**Coordinate annotation records**
= = =

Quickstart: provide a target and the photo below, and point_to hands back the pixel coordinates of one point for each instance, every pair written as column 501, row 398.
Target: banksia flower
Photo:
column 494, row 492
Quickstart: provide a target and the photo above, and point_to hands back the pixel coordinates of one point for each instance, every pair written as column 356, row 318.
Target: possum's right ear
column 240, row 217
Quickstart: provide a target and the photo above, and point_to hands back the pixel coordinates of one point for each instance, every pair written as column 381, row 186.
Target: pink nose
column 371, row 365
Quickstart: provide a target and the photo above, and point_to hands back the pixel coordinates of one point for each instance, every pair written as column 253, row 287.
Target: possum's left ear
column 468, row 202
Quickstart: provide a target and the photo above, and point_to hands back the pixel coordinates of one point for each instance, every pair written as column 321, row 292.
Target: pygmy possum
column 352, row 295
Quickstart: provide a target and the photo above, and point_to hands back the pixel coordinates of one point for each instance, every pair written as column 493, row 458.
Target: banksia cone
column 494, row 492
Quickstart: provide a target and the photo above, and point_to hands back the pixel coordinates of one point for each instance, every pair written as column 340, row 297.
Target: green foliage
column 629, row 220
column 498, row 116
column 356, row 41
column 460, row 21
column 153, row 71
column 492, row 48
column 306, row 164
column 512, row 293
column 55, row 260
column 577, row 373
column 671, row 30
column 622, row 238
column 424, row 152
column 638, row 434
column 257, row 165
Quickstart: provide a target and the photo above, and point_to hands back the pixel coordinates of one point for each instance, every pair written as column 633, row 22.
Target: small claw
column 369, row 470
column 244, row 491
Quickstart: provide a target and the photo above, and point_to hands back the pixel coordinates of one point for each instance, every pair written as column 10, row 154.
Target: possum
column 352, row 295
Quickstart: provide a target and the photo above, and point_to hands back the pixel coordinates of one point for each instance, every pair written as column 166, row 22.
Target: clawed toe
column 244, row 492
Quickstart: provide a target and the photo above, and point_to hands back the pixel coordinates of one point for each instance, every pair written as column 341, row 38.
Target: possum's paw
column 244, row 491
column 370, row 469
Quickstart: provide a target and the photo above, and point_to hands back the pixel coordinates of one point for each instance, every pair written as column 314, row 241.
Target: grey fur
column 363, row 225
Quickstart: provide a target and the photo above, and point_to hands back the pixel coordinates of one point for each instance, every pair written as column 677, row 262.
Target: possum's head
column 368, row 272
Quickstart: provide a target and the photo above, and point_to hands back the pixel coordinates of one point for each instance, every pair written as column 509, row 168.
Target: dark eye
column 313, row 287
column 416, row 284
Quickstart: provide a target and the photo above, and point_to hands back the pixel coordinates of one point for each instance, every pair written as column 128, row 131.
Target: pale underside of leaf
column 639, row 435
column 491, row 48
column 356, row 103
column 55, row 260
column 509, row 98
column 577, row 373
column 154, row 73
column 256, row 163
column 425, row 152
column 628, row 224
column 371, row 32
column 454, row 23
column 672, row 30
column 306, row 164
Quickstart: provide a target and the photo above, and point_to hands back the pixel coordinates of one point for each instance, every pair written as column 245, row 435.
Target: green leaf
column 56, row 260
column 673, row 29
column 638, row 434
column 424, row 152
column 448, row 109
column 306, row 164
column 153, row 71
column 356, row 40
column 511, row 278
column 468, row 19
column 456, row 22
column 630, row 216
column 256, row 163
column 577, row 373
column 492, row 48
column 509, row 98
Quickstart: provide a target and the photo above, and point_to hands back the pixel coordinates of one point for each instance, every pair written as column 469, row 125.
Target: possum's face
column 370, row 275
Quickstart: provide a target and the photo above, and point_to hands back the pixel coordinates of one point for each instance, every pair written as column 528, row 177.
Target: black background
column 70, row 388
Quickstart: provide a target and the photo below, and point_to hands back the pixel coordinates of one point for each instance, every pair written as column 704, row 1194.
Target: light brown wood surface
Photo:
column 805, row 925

= = =

**What the task requires**
Reproduce verbatim the lines from the start of the records through the line containing "column 240, row 217", both ends included.

**Solved exercise**
Quickstart: provide a target and the photo below, and point_to hands back the pixel coordinates of one point for each instance, every pair written as column 501, row 398.
Target: banksia flower
Photo:
column 494, row 492
Quickstart: provide a target and the photo above, and point_to hands back the pixel coordinates of one point for each instance, every pair written as column 356, row 318.
Target: possum's right ear
column 240, row 217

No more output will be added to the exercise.